═══ RECORD SET ═══

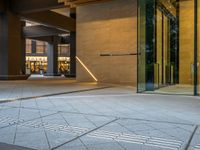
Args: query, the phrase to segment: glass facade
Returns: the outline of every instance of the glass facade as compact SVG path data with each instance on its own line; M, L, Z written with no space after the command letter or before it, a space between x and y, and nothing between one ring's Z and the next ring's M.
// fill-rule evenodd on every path
M67 74L70 69L70 47L58 45L58 73ZM26 40L26 73L44 74L47 72L47 43Z
M138 92L199 93L198 5L138 0Z

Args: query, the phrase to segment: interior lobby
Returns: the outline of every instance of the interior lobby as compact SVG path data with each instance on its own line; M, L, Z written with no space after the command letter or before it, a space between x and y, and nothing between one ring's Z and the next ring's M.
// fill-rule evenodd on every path
M1 0L0 150L200 150L198 0Z

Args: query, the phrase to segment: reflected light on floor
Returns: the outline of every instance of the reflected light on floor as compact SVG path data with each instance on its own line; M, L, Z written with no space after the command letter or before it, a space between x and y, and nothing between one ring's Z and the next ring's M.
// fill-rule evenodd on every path
M76 56L78 62L83 66L83 68L90 74L90 76L97 82L97 78L92 74L92 72L86 67L86 65Z

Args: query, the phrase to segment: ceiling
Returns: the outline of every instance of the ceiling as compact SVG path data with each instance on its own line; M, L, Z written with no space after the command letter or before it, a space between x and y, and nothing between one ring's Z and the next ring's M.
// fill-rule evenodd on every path
M86 5L90 3L100 3L111 0L58 0L59 3L64 3L68 7L76 7L78 5Z

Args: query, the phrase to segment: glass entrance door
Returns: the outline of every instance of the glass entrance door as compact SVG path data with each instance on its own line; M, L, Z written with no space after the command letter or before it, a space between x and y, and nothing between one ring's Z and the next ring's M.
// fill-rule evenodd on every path
M194 0L138 5L138 92L194 94Z

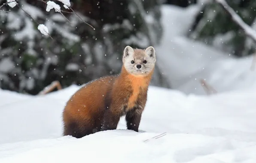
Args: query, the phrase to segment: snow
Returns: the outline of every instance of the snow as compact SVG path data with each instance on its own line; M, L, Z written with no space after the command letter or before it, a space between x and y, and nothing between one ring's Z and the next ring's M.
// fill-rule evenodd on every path
M155 49L157 62L171 88L187 94L205 95L201 79L219 93L256 87L255 70L251 69L253 56L236 58L186 37L200 10L198 6L162 7L164 33Z
M64 4L64 6L66 6L66 7L70 7L70 4L69 0L58 0L59 1L61 2L62 3ZM66 7L64 7L65 8ZM67 9L67 8L66 8Z
M49 2L49 1L48 1ZM40 31L42 34L43 34L45 35L48 35L49 31L48 30L48 28L44 24L41 24L38 25L37 27L37 29L38 30Z
M0 128L4 131L0 162L256 161L255 90L207 97L151 86L139 133L126 130L123 117L116 130L80 139L62 136L62 111L79 88L72 85L36 97L0 90Z
M16 0L7 0L6 2L8 3L7 4L9 6L12 8L13 8L18 4L15 1Z
M62 112L77 86L37 96L0 90L0 163L255 163L252 57L236 58L186 38L198 6L162 9L157 62L174 89L149 86L139 133L126 130L123 117L116 130L62 136ZM217 94L204 95L200 79Z
M251 28L251 27L245 23L242 18L229 6L226 1L223 0L215 0L216 2L221 4L222 7L226 9L232 16L232 19L242 28L247 36L256 41L256 31Z
M52 9L55 9L56 12L61 12L61 6L60 5L56 4L54 2L49 0L47 2L47 6L46 6L46 10L47 12L49 12Z

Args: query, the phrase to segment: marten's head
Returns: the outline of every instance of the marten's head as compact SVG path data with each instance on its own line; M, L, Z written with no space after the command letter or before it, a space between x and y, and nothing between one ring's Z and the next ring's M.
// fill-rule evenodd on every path
M126 71L135 75L146 75L155 67L156 60L154 48L149 46L146 50L133 49L130 46L125 48L123 64Z

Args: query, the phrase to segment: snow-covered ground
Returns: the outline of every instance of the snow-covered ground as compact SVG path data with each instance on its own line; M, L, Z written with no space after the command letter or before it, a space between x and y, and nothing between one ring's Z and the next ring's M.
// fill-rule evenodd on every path
M0 90L0 163L256 161L255 90L195 96L151 86L140 132L121 130L123 118L119 130L63 137L61 112L78 88L37 97Z
M195 96L151 86L139 133L62 137L61 112L78 88L36 97L0 90L0 163L256 161L255 90ZM123 118L118 129L125 128Z
M252 58L186 39L197 10L163 7L158 61L177 90L149 87L139 133L125 130L123 118L117 130L62 136L62 112L78 86L36 97L0 90L0 163L256 163ZM219 93L187 94L204 94L201 78Z
M200 79L218 92L256 87L256 72L250 69L252 56L237 58L186 38L200 6L162 7L165 34L155 49L158 66L172 88L187 94L205 94Z

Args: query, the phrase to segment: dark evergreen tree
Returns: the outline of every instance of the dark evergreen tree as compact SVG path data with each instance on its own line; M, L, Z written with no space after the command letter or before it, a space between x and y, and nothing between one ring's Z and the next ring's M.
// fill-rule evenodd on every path
M5 2L0 0L0 5ZM46 11L42 0L20 0L19 7L0 9L6 11L0 12L1 88L36 94L53 81L64 88L119 73L127 45L145 48L162 37L158 0L70 3L79 17L62 12L70 22L54 9ZM38 24L48 27L53 39L40 32ZM158 69L152 84L165 85Z
M226 2L246 23L253 27L256 23L256 1L226 0ZM214 2L205 3L195 18L189 36L238 57L254 52L255 44L226 12Z

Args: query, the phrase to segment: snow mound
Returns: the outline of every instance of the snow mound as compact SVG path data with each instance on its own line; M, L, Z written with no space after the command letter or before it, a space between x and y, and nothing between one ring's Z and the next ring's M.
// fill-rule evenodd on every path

═══

Write out the whole listing above word for word, leaving out the pictures.

Args: query, the phrase to segment: glass facade
Returns: the outline of every instance of the glass facade as compact SVG path data with each instance on its own line; M, L, Z written with no space after the command letter or before it, a space between x and y, and nothing between one ring's Z and the next ring's M.
// fill-rule evenodd on every path
M67 74L70 69L70 47L58 45L58 73ZM26 40L26 73L44 74L47 72L47 43Z
M138 92L199 93L198 5L138 0Z

Args: query, the phrase to segment: interior lobby
Returns: the outline of every instance of the interior lobby as compact SVG path data with each instance on its own line; M, L, Z written with no space after the command letter or before it, a space between x and y, and nothing between one ring's Z and the next ring's M.
// fill-rule evenodd on every path
M1 0L0 150L200 150L198 0Z

Args: query, the phrase to segment: reflected light on floor
Returns: the outline of every instance of the reflected light on floor as compact SVG path data with each instance on its own line; M, L, Z written with no space after the command letter or before it, a space between x and y, and nothing between one ring's Z and the next ring's M.
// fill-rule evenodd on every path
M76 56L78 62L83 66L83 68L90 74L90 76L97 82L97 78L92 74L92 72L86 67L86 65Z

Args: query, the phrase to segment: ceiling
Returns: the outline of every instance of the ceiling as compact SVG path data with each instance on its own line; M, L, Z written with no space after the command letter or before it, a space between x and y, and nothing between one ring's Z and the next ring's M.
// fill-rule evenodd on every path
M86 5L90 3L100 3L111 0L58 0L59 3L64 3L68 7L76 7L78 5Z

Args: query, the phrase to segment: glass entrance door
Returns: the outline of every instance of the glass entrance door as compact SVG path data with each instance on its own line; M, L, Z written with no space after the command letter or before it, a space between x and y, and nothing between one ring's Z and the next ring's M.
// fill-rule evenodd on every path
M194 0L138 5L138 92L194 94Z

Args: query, the phrase to segment: snow
Returns: the outline of every instance of the snow as compact SVG path data with each instance on its own line; M, L, Z written with no space after the command letter or before it, a space between x and y, and nothing between one ring's Z and the next ring's M.
// fill-rule evenodd on every path
M155 49L157 62L171 88L187 94L205 95L201 79L219 93L256 87L255 70L251 69L253 56L236 58L186 37L200 10L198 6L162 7L164 33Z
M64 4L64 6L66 6L66 7L70 7L70 4L69 0L58 0L59 1L61 2L62 3ZM66 7L64 7L65 8ZM67 9L67 8L66 8Z
M49 2L49 1L48 1ZM40 31L42 34L43 34L45 35L48 35L49 31L48 30L48 28L44 24L41 24L38 25L37 27L37 29L38 30Z
M0 128L4 131L0 162L256 161L255 90L207 97L151 86L139 133L126 130L123 117L116 130L80 139L62 136L62 111L79 88L72 85L36 97L0 90Z
M16 0L7 0L6 2L8 3L7 4L9 6L12 8L13 8L18 4L15 1Z
M62 112L77 86L37 96L0 90L0 163L255 163L252 57L236 58L186 38L198 6L162 9L157 62L174 89L149 86L139 133L126 130L123 117L116 130L62 136ZM217 94L204 95L200 79Z
M251 28L251 27L245 23L242 18L229 6L226 1L223 0L215 0L216 2L221 4L222 7L226 9L232 16L232 19L242 28L247 36L256 41L256 31Z
M52 9L55 9L56 12L61 12L61 6L60 5L56 4L54 2L49 0L47 2L47 6L46 6L46 10L47 12L49 12Z

Args: query, the phrase to segment: marten's head
Returns: the outline of every instance of the marten's head as compact SVG path data with each instance on its own line; M, L, Z written with no space after the command letter or before it, a space between x and y, and nothing between one ring's Z and the next ring's M.
// fill-rule evenodd on every path
M126 71L135 75L146 75L155 67L156 60L154 48L149 46L146 50L133 49L130 46L125 48L123 64Z

Args: query, the phrase to segment: snow-covered ground
Returns: the outline of every instance of the snow-covered ground as compact SVG path data with each instance on its own line; M, L, Z written with no space after the command letter or before it, a space between x and y, and nothing between one ring's Z and the next ring's M.
// fill-rule evenodd on every path
M0 90L0 163L256 161L255 90L195 96L151 86L140 132L121 130L123 118L119 130L63 137L61 112L78 88L37 97Z
M195 96L151 86L139 133L62 137L61 112L78 88L36 97L0 90L0 163L256 161L255 90ZM123 118L118 129L125 128Z
M252 58L186 39L197 10L163 7L158 61L177 90L149 87L139 133L125 130L123 118L117 130L62 136L62 112L78 86L36 97L0 90L0 163L256 163ZM219 93L187 94L204 94L201 78Z
M200 79L218 92L256 87L256 72L250 69L252 56L237 58L186 38L200 6L162 7L165 34L155 49L158 66L172 88L187 94L205 94Z

Args: query, the phrase to segment: dark evergreen tree
Returns: the outline of every instance of the dark evergreen tree as compact SVG path data with each instance on its own line; M, L, Z written with no space after the command letter or before it, a space between x and y, and nothing between one ring's Z and the next ring's M.
// fill-rule evenodd on every path
M5 2L0 0L0 5ZM46 11L42 0L20 0L19 7L0 9L6 11L0 12L1 88L36 94L53 81L64 88L119 73L127 45L145 48L162 37L158 0L70 3L79 17L62 12L70 22L54 9ZM38 24L48 27L53 39L40 32ZM158 69L152 84L165 85Z
M226 2L246 23L253 27L256 23L256 1L226 0ZM214 2L205 3L195 18L189 36L238 57L254 52L255 44L226 12Z

Args: query, the phrase to segment: snow mound
Returns: the outline of every instance of the snow mound as compact SVG path data with each instance on its own line; M, L, Z written with no space after the command letter or before it, a space between x and y, and nothing between one ring's Z and the next ring's M.
// fill-rule evenodd on every path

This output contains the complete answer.